C. Pendidikan dan Ketokohan
Abdul Wahab dikenal sebagai salah
seorang dari tokoh “empat serangkai”, yakni Syekh Abdurrahman al-Misri, Syekh
Abdus Samad al-Palimbani, dan Syekh Muhammad Arsyad al-Banjari, yang memiliki
akhlak dan kepribadian sebagaimana akhlak dan kepribadian yang dimiliki oleh
tokoh empat serangkai lainnya. Mereka berempat, oleh Abu Daudi digambarkan
sebagai empat serangkai yang seiring sejalan, yang mendapat pendidikan dari
guru yang sama, yang sama-sama mengutamakan ilmu dan amal, dan empat serangkai
yang sama-sama pulang bersama serta mengemban tugas yang serupa. Abdul
Wahab adalah sahabat sekaligus menantu dari Syekh Muhammad Arsyad
al-Banjari.
Jika Syekh Muhammad Arsyad dan Syekh
Abdus Samad al-Palimbani lebih banyak memanfaatkan waktu mereka untuk menuntut
ilmu di kota Mekkah, maka Abdul Wahab bersama dengan sahabatnya Syekh
Abdurrahman al-Misri lebih banyak menggunakan waktu mereka menuntut ilmu di
kota Mesir. Kuat dugaan ia menuntut ilmu di Mesir lebih kurang 20 tahunan,
sehingga dalam tulisan Abu Daudi, Abdul Wahab tercatat sebagai salah seorang
murid dari Syekhul Islam, Imamul Haramain Alimul Allamah Syekh Muhammad bin
Sulaiman al-Kurdi. Itulah sebabnya ia mengiringi gurunya ke kota Madinah
ketika gurunya itu hendak mengajar, mengembangkan pengetahuan agama, dan Ilmu
Adab serta mengadakan pengajian umum.

Data penunjukan
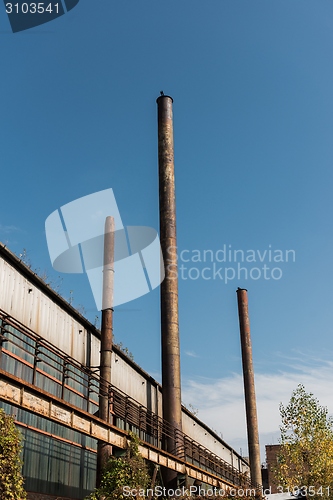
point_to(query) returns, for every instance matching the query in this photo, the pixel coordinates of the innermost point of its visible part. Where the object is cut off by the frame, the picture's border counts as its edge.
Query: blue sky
(252, 87)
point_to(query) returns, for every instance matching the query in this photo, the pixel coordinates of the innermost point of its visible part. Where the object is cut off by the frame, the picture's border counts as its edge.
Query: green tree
(130, 470)
(11, 480)
(306, 455)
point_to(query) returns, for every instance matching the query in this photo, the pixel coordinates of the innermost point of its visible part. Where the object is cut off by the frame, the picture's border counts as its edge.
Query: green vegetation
(306, 457)
(11, 480)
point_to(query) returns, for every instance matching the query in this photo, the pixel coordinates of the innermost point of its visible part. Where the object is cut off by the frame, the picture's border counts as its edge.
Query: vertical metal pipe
(249, 388)
(104, 450)
(169, 288)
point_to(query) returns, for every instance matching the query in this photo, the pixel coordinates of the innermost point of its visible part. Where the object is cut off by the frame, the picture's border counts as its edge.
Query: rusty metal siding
(128, 380)
(33, 307)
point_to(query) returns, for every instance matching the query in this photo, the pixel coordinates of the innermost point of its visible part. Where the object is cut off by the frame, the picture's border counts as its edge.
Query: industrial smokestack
(104, 450)
(249, 389)
(172, 412)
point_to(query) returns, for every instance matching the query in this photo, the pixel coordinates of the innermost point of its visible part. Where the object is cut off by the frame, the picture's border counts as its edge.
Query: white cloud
(221, 401)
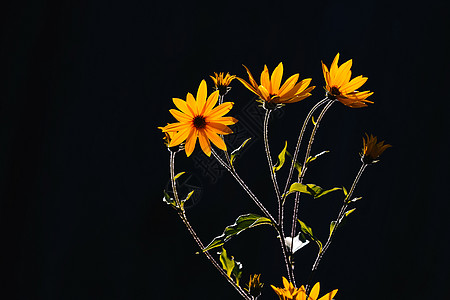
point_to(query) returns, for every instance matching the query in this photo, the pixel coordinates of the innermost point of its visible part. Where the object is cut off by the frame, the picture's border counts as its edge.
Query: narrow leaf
(242, 223)
(227, 263)
(281, 158)
(308, 232)
(236, 152)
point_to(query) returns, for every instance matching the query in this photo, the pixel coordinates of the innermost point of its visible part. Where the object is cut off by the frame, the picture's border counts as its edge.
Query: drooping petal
(190, 142)
(180, 137)
(182, 106)
(334, 68)
(204, 142)
(275, 79)
(315, 291)
(192, 104)
(217, 140)
(201, 96)
(180, 116)
(288, 85)
(211, 102)
(219, 111)
(265, 81)
(342, 73)
(219, 128)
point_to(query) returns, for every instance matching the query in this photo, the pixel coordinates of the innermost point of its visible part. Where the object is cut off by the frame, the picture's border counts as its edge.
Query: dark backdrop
(83, 167)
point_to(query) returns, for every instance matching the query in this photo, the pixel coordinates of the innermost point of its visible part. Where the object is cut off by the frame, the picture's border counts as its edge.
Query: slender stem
(280, 203)
(299, 141)
(336, 225)
(244, 186)
(263, 209)
(304, 166)
(194, 235)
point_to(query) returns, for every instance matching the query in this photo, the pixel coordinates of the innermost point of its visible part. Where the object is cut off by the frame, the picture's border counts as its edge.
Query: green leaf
(227, 263)
(297, 165)
(311, 189)
(178, 175)
(281, 158)
(306, 230)
(236, 152)
(242, 223)
(313, 158)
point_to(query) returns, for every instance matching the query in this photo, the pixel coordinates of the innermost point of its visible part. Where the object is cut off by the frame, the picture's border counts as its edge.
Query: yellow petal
(342, 73)
(315, 291)
(275, 79)
(204, 142)
(190, 142)
(210, 103)
(288, 85)
(219, 111)
(265, 81)
(219, 128)
(334, 67)
(180, 116)
(192, 104)
(182, 106)
(201, 95)
(179, 137)
(329, 296)
(217, 140)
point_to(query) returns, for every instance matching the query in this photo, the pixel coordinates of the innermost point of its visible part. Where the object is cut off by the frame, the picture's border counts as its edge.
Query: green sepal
(231, 266)
(281, 158)
(307, 231)
(311, 189)
(242, 223)
(237, 151)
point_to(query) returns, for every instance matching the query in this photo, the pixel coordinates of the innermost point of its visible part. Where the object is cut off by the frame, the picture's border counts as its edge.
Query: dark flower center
(199, 122)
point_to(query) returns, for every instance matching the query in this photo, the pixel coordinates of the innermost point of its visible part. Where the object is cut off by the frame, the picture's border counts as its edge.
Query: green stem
(336, 225)
(280, 204)
(194, 235)
(304, 166)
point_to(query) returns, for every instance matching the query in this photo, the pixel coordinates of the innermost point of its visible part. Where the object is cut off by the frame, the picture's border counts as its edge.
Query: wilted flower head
(222, 83)
(372, 150)
(289, 292)
(269, 91)
(254, 285)
(340, 87)
(198, 118)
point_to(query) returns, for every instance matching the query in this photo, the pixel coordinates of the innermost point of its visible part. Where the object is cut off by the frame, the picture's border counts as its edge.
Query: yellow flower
(270, 91)
(289, 292)
(340, 87)
(372, 150)
(198, 118)
(222, 83)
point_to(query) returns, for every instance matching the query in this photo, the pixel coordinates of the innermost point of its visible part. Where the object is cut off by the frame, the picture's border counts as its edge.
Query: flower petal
(265, 81)
(288, 85)
(217, 140)
(204, 142)
(219, 111)
(275, 79)
(190, 142)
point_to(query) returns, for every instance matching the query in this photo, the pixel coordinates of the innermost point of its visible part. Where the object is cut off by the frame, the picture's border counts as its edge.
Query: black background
(82, 165)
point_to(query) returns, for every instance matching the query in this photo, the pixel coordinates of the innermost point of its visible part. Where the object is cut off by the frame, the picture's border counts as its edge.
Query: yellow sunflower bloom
(372, 150)
(340, 87)
(289, 292)
(270, 91)
(222, 83)
(198, 118)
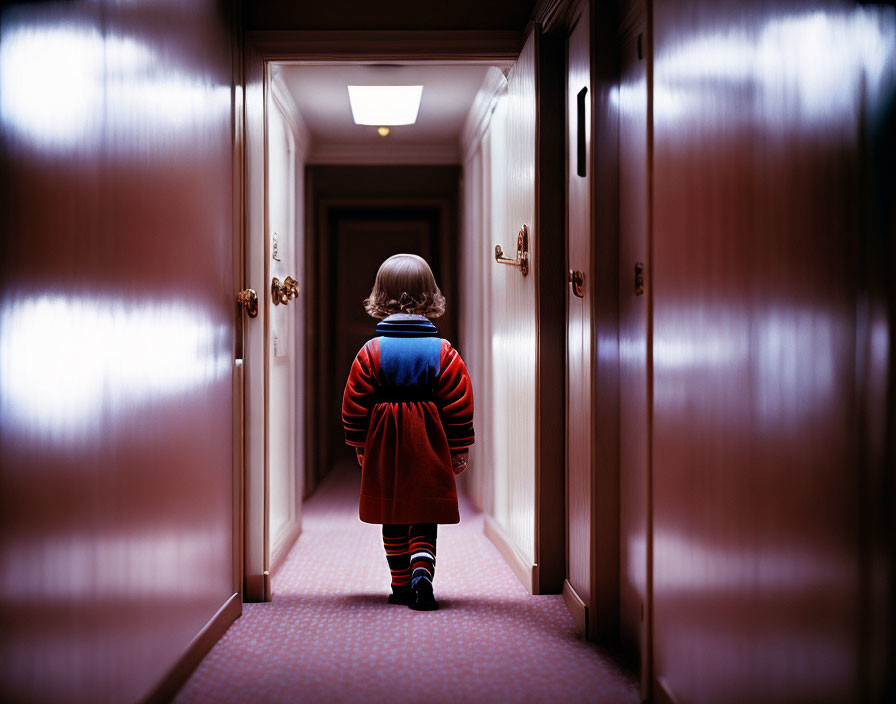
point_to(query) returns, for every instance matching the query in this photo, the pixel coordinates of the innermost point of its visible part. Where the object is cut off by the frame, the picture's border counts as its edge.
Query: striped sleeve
(360, 390)
(454, 396)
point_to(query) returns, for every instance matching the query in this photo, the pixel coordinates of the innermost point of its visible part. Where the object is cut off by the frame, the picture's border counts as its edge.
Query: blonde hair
(405, 284)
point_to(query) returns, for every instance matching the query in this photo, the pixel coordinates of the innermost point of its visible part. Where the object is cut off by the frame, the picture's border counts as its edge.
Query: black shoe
(423, 599)
(402, 595)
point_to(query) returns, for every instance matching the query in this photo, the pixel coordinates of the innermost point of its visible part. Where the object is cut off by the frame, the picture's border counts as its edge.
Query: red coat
(409, 403)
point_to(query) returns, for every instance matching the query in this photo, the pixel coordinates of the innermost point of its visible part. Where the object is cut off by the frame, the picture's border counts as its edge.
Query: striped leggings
(411, 552)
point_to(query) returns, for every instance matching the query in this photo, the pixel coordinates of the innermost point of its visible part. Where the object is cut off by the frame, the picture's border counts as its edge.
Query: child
(408, 412)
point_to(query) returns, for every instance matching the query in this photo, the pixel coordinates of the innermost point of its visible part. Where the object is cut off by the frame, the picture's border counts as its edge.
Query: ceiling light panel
(385, 105)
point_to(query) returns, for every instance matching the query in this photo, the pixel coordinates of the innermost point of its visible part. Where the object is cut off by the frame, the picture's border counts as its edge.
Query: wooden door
(578, 588)
(634, 311)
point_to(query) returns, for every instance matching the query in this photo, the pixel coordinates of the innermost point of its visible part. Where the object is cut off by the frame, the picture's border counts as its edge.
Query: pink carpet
(330, 636)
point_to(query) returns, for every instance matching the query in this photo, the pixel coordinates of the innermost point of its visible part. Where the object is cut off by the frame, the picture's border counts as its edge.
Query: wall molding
(197, 649)
(476, 125)
(524, 570)
(384, 154)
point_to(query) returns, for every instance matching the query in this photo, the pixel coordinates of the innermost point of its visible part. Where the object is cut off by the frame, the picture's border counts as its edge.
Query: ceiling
(396, 14)
(321, 96)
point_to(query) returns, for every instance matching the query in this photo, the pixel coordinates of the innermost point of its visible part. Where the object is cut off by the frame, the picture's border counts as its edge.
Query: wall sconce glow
(385, 105)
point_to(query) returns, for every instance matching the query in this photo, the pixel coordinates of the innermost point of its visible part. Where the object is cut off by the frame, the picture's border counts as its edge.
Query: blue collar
(405, 325)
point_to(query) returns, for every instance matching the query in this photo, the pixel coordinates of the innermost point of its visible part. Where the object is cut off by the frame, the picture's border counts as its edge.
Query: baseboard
(526, 572)
(286, 540)
(576, 607)
(189, 660)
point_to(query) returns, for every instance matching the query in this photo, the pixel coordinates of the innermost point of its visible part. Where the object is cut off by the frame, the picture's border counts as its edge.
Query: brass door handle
(577, 279)
(249, 300)
(283, 292)
(522, 252)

_SOAL TERTULIS_
Bisakah Anda meringkas paragraf kutipan yang diawali "Jika Syekh Muhammad Arsyad" menjadi daftar poin tanpa menghilangkan fakta utamanya? Item-item di atas tidak berhubungan dengan kutipan.

_PENYELESAIAN TUGAS_
- Syekh Muhammad Arsyad dan Syekh Abdus Samad al-Palimbani lebih banyak menuntut ilmu di Mekkah.
- Abdul Wahab dan sahabatnya, Syekh Abdurrahman al-Misri, lebih banyak menuntut ilmu di Mesir.
- Abdul Wahab diduga kuat belajar di Mesir sekitar 20 tahun.
- Dalam tulisan Abu Daudi, Abdul Wahab tercatat sebagai murid Syekh Muhammad bin Sulaiman al-Kurdi.
- Karena itu, ia mengiringi gurunya ke Madinah ketika sang guru hendak mengajar, mengembangkan pengetahuan agama dan Ilmu Adab, serta mengadakan pengajian umum.